- **Source excerpt**
════

So you continue reading and find Rule 103, entitled “Appeal – How Taken,” which says that “[a]n appeal shall be made by filing a notice of appeal with the clerk of the appellate courts … .” And Rule 104, entitled “Time for Filing and Service of Notice of Appeal,” provides:
Unless a different time is provided by statute, an appeal may be taken from a judgment within 60 days after its entry, and from an appealable order within 60 days after service by any party of written notice of its filing.
“That was easy,” you say. “I must start my appeal by filing a notice of appeal in the Court of Appeals, and I have 60 days to do it.”
Not so fast! Although your reasoning seems perfectly sound, you may be about to take steps that will be fatal to your appeal. Despite the broad claims of Rule 101, the commencement of many appeals under Minnesota law isn’t governed by the appellate rules. Rule 104 hints at this in its statement that it applies “[u]nless a different time is provided by statute.” But this bland phrase gives no sense of the scope of the problem. Minnesota Statutes contain more than 300 sections governing appeals in particular contexts, ranging from the mainstream1 to the literally exotic.2 If one of those statutes applies to your case, you may be required to take your appeal to a court other than the Minnesota Court of Appeals, to use a procedure other than filing a notice of appeal to do so, or to act more quickly than the 60 days allowed by Rule 104.
This article can’t begin to discuss all of these special appeal statutes. In particular, it doesn’t address appeals to Minnesota’s two subject-specific courts—the Tax Court and the Workers Compensation Court of Appeals—that have appellate jurisdiction. But it will at least alert you to the other general categories of statutes that exist and give examples of the circumstances in which they apply.
Appeals from District Court
You need to be wary even if the decision from which you are appealing is a final judgment of a district court. A number of statutes establish special rules in which the time for appeal to the Court of Appeals from a district court decision is shorter than the standard 60 days. Most of these relate to actions challenging decisions of local governmental bodies, and they usually require the appeal, although otherwise governed by the rules, to be commenced within 30 days after the district court decision. For example, Minn. Stat. §562.04 provides that, in any action challenging the action of a “public body” (defined as including the state, any local governmental subdivision, or any board, commission, or agency of any of them) in issuing bonds, entering into a contract for public improvements, or altering the organization of a school board, an appeal from the decision of the district court must be taken within 30 days if the plaintiff has been required to post a surety bond as a condition of pursuing the action.3 These statutes may simply be vestiges of the days when the standard deadline for appeal from appealable district court orders was 30 days instead of the current 60 days.4 But regardless of the rationale, if your appeal is covered by one of these statutes, you will have to act more quickly than Rule 104 suggests.

════

- **Supplied entries**
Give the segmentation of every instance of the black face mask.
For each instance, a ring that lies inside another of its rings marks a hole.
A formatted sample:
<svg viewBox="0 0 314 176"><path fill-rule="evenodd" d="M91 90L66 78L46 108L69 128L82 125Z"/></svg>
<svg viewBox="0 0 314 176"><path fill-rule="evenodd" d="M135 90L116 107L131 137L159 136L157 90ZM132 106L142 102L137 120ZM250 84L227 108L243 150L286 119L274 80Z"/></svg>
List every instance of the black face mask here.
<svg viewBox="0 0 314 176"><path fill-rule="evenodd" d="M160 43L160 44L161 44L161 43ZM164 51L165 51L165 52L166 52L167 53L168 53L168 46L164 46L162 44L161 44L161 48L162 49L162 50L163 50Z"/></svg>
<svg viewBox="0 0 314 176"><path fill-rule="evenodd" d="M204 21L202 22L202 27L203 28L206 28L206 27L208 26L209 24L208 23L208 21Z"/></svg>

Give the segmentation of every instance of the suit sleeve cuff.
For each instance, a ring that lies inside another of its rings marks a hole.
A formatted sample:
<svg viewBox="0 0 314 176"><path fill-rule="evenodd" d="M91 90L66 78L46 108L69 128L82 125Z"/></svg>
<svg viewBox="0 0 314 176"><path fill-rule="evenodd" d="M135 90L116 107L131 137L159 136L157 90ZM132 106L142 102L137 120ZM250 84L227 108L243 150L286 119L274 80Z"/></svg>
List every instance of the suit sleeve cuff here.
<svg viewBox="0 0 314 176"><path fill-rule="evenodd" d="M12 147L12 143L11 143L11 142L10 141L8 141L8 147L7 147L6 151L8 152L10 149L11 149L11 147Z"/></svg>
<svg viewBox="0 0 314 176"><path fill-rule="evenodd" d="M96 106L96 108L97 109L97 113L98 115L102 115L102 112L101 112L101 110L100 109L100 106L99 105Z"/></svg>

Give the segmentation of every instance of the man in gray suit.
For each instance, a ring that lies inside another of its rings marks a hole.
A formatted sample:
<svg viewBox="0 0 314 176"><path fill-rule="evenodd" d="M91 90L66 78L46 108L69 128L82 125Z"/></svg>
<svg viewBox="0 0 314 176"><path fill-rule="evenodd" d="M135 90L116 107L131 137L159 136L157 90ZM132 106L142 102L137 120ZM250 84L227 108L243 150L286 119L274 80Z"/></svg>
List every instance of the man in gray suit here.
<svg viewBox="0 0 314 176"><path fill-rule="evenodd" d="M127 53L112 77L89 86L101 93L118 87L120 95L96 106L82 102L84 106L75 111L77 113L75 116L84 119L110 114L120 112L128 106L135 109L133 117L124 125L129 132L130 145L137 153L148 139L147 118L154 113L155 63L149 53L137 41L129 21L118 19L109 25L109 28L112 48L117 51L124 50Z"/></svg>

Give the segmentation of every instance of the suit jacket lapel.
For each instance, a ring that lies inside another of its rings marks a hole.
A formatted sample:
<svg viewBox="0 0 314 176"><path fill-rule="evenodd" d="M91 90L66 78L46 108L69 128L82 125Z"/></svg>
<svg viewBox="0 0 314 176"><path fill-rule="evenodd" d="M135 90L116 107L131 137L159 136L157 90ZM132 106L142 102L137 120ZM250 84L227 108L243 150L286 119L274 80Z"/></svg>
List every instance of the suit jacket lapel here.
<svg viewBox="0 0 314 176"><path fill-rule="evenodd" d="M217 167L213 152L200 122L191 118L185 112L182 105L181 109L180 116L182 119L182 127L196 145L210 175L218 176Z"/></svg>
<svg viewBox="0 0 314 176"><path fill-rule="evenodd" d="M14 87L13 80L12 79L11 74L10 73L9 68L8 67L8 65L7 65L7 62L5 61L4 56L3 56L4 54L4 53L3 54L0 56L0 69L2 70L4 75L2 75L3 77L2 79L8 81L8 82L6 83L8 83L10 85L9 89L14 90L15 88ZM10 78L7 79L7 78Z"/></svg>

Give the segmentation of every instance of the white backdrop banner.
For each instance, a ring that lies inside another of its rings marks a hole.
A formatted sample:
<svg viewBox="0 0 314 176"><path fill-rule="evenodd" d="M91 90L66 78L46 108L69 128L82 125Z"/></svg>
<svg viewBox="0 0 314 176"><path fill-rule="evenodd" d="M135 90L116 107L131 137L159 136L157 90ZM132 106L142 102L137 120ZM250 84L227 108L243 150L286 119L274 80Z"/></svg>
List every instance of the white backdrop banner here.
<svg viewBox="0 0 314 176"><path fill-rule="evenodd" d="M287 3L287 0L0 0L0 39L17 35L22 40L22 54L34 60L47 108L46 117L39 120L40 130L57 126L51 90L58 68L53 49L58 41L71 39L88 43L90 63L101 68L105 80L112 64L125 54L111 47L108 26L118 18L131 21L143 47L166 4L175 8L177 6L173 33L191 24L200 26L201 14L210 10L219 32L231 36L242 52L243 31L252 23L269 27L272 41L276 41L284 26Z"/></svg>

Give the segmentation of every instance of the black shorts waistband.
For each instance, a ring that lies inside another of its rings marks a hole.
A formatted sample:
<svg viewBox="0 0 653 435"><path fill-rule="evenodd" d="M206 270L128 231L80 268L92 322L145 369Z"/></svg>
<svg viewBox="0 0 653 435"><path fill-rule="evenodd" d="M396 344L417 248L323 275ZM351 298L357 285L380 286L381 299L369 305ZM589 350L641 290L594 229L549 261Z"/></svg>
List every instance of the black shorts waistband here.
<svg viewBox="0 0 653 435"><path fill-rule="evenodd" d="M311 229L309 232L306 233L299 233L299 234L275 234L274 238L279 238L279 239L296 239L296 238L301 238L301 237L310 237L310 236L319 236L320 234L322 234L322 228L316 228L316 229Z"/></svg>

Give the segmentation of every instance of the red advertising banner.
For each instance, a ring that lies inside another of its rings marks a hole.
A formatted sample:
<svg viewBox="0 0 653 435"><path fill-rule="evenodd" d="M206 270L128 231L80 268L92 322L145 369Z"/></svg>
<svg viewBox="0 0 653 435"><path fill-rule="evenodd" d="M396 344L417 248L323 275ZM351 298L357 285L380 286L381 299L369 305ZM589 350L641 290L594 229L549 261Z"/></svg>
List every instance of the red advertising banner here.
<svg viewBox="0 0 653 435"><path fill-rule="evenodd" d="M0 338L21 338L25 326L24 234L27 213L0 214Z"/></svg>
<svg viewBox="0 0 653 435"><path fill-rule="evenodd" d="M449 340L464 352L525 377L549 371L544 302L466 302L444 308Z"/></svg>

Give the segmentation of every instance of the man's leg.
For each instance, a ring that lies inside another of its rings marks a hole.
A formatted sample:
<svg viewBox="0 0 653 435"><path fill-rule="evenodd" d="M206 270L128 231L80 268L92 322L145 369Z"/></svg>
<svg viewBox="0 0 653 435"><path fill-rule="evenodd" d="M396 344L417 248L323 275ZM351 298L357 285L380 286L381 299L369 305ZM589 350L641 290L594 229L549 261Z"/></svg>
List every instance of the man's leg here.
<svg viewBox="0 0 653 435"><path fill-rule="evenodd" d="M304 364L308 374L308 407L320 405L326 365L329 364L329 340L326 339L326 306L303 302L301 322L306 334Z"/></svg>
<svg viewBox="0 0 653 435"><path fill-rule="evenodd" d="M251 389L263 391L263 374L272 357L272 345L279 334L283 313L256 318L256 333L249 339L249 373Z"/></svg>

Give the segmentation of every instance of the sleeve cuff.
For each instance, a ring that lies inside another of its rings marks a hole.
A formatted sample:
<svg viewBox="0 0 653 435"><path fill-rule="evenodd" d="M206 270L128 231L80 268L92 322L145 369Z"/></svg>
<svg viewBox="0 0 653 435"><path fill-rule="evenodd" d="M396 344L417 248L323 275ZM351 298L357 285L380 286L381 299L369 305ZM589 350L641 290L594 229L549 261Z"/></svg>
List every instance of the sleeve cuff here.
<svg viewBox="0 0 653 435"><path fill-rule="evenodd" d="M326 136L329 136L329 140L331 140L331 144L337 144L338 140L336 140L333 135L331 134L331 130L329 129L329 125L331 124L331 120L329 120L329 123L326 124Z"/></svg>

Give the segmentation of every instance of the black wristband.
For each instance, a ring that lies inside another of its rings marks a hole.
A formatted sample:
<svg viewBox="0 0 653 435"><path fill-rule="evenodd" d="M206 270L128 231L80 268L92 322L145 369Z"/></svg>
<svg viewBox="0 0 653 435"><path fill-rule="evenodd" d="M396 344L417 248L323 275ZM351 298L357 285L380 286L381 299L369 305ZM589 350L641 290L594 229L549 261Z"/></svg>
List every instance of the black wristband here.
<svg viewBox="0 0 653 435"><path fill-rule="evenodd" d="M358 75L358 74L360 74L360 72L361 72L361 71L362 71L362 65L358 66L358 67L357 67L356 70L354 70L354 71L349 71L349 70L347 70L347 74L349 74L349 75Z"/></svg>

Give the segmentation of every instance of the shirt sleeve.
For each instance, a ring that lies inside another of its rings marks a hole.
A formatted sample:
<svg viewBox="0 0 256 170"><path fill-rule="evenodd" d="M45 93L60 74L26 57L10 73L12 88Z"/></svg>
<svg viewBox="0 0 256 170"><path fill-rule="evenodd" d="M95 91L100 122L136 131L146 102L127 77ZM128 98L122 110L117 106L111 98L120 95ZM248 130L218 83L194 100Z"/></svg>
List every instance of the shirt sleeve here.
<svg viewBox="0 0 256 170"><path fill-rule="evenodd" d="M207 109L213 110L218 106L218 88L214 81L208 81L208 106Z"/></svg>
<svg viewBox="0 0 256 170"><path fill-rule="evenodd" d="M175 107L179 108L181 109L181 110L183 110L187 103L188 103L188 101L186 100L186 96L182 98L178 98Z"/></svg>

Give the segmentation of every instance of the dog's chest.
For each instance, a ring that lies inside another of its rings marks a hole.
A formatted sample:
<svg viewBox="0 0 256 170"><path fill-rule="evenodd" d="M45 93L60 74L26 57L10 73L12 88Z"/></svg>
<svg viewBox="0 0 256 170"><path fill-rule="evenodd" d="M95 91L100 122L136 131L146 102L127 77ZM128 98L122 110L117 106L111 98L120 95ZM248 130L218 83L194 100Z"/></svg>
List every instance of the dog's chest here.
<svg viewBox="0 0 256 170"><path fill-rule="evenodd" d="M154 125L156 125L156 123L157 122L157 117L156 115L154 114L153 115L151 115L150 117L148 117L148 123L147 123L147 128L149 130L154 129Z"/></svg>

════

- **What you should do**
Please mark each statement below as agreeing with the Minnesota appeals excerpt or not, answering yes or no and quoting the words from the excerpt that settle it.
(a) Under Rule 104, an appeal from a judgment may be taken within 60 days after the judgment is entered.
(b) The article covers appeals to the Tax Court.
(c) Minnesota Statutes contain fewer than 100 sections governing appeals in particular contexts.

- **Task output**
(a) Yes: "an appeal may be taken from a judgment within 60 days after its entry"
(b) No: "it doesn’t address appeals to Minnesota’s two subject-specific courts—the Tax Court and the Workers Compensation Court of Appeals"
(c) No: "Minnesota Statutes contain more than 300 sections governing appeals in particular contexts"